* START *

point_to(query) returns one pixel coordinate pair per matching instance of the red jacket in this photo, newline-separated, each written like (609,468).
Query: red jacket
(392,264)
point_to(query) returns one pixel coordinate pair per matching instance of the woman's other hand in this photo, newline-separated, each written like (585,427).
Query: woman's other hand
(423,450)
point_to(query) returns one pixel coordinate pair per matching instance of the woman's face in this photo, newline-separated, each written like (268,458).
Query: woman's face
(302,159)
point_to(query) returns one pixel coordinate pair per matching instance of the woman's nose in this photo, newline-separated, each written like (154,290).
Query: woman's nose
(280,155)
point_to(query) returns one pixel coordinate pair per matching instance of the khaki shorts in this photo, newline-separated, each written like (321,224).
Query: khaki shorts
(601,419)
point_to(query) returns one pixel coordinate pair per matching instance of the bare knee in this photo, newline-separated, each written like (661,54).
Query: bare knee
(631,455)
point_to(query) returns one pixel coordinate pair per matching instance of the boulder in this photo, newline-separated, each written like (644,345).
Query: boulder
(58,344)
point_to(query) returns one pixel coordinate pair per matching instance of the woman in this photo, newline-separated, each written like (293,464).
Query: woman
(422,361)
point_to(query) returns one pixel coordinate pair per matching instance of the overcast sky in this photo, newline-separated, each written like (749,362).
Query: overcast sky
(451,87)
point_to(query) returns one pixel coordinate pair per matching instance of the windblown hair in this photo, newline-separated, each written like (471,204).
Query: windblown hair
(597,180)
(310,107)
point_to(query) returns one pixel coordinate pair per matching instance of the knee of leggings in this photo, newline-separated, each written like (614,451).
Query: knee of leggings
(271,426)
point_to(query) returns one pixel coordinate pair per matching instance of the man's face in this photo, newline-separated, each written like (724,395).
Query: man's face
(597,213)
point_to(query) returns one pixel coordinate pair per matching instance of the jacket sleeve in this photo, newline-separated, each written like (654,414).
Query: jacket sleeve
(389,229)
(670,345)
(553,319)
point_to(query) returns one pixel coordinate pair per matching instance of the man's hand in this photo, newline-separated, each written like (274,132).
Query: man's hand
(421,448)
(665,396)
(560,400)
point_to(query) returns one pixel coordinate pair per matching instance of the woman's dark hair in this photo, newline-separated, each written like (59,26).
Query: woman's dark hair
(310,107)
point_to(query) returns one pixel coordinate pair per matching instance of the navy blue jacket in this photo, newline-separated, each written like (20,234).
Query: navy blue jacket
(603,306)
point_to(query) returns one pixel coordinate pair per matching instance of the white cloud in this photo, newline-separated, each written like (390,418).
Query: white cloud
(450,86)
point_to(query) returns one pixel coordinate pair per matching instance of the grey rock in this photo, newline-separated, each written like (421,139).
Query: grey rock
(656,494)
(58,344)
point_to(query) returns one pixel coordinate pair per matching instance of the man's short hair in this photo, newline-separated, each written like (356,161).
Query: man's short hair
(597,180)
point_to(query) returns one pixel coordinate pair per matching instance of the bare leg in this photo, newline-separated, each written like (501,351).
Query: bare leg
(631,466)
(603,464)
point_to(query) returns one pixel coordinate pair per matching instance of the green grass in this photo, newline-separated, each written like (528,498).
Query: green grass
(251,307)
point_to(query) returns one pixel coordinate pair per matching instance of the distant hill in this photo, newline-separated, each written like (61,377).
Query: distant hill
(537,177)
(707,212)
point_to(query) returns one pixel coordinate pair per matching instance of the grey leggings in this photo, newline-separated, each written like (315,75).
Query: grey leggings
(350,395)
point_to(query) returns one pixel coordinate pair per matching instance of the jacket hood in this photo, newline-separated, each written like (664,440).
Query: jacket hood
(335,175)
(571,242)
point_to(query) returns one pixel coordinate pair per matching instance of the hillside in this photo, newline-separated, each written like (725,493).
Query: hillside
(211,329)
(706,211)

* END *

Everything from the line containing "written like (421,139)." through the final line of the listing, inclusive, must be reproduced exactly; leave out the rest.

point_to(query) returns one pixel coordinate pair per matching instance of the grey rock in this photo, newline-separated, each written like (421,139).
Query: grey rock
(656,494)
(58,344)
point_to(query) returns one pixel coordinate pair per matching instance of the man's short hair in this photo, newline-separated, each written like (356,161).
Query: man's short hair
(597,180)
point_to(query) returns one pixel coordinate pair per matching instance of the bare leg in this photo, newline-separated, each written like (501,351).
Query: bare leg
(631,466)
(603,464)
point_to(query) returns one pixel coordinate pair per matching instance of the green grass in this photo, newline-separated, each written like (528,498).
Query: green grass
(251,307)
point_to(query) returns one pixel coordinate pair per matching instance of the distant hill in this photo, newline-separated, each written like (61,377).
Query: distant hill
(537,177)
(707,212)
point_to(query) returns one pixel coordinate pair per matching instance of the grey leggings in this photo, newline-separated, each written like (315,75).
Query: grey leggings
(350,395)
point_to(query) returns one pixel coordinate pair per matching instance of the jacket hood in this photo, newline-separated, each written like (664,440).
Query: jacket hood
(335,175)
(571,242)
point_to(query) returns one pixel coordinate pair per matching instance of the hillside in this photo, newline-separated, each written like (725,493).
Query: hillside
(211,329)
(706,211)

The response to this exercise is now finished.